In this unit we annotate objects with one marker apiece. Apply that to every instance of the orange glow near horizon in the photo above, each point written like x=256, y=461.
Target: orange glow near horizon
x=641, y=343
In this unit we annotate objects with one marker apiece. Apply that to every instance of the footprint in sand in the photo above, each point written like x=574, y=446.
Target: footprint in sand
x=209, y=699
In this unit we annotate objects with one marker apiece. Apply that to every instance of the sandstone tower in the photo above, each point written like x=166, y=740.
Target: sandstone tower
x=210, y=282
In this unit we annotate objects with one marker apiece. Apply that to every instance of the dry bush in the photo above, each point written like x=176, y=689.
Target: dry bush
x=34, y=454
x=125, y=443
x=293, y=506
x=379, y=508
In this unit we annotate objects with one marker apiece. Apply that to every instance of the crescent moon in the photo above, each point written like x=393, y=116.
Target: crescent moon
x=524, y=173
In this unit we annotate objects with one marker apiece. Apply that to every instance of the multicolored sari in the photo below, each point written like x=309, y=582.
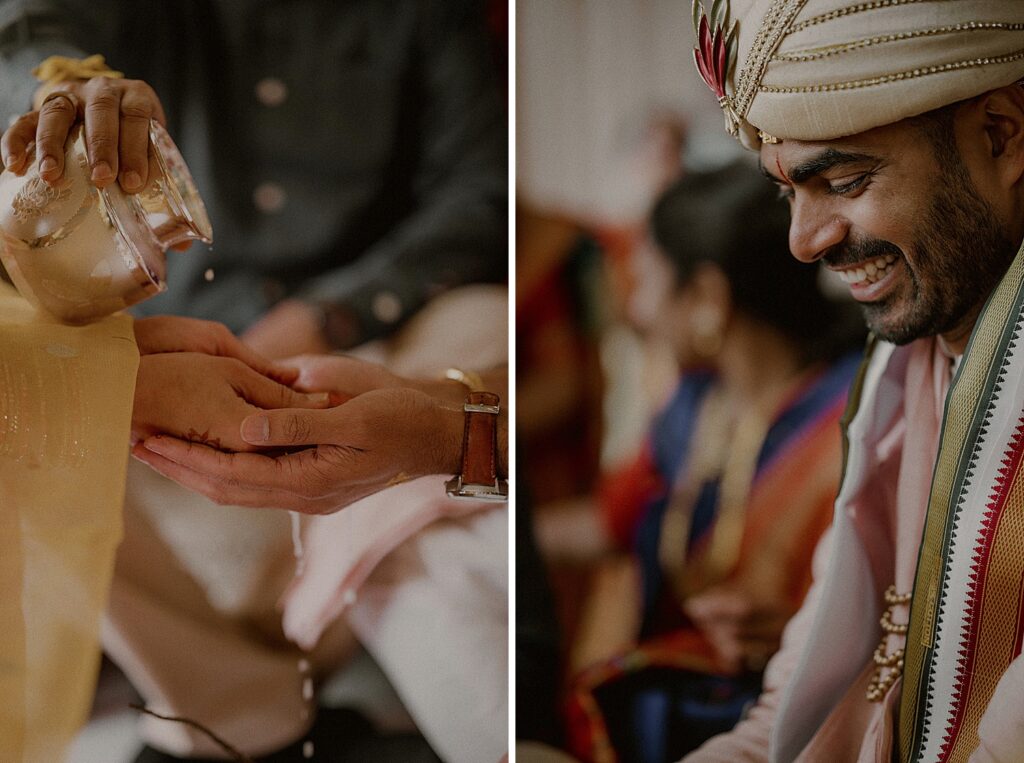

> _Task details_:
Find each line in the items above that contains the word "horizon", treating uppercase and lowercase as different, and copy those lines out.

> _Answer below_:
In this unit we annotate objects with one marker apiece. Apply that to every instance of the orange glow near horizon in the photo above, each point written like x=256, y=461.
Target: orange glow near horizon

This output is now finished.